[TASK TO COMPLETE]
Nothing but the images is to be left out of your exact copy of the entries.

*** Opening of DATA PROVIDED ***

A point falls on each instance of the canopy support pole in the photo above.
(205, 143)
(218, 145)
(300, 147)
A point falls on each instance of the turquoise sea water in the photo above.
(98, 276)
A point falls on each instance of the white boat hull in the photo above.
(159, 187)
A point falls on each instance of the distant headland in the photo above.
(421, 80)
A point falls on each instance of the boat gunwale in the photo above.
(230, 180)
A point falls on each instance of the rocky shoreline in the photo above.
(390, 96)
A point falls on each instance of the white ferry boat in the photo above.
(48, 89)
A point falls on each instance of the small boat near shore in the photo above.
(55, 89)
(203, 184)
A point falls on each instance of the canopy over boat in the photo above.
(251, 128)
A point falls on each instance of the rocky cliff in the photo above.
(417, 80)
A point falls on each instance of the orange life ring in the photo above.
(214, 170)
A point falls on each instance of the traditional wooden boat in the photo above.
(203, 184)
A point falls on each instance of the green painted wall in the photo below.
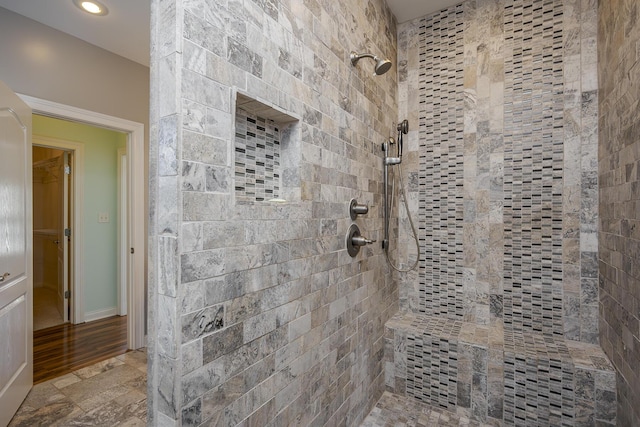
(100, 195)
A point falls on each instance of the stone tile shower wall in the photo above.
(619, 176)
(257, 315)
(500, 322)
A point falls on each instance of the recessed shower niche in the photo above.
(266, 153)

*** Close of DATA PROVIDED ***

[SOLUTION]
A point falls on each instance of the canopy support pole in the photo above.
(205, 143)
(218, 145)
(300, 147)
A point falls on each instance of the turquoise sea water in the photo above.
(98, 276)
A point falls on each instance of the white boat hull in the photo above.
(159, 187)
A point falls on each instance of the distant headland in the photo above.
(421, 80)
A point falls on each instance of the boat gunwale in the photo above.
(230, 180)
A point falls on each instance of the rocky shoreline in the photo above.
(390, 96)
A point falls on each instance of the white ferry boat in the photo above.
(48, 89)
A point falls on each instance of the small boat near shore in the photo above.
(55, 89)
(203, 184)
A point falls on each instance of the canopy over boat in the photo above.
(251, 128)
A point falls on each instance of the rocky cliff in the photo above.
(417, 80)
A point falls on each instance of the orange life ring in the photo above.
(214, 170)
A point falls on each instance of the traditional wooden boat in the photo above.
(203, 184)
A point falls on each instance of the green painted wall in the photo below.
(100, 195)
A point falls on each instance of the stone tile shower wall in the photo above.
(619, 176)
(257, 315)
(500, 322)
A point falls on each instance of the recessed shower niche in the photo above.
(266, 153)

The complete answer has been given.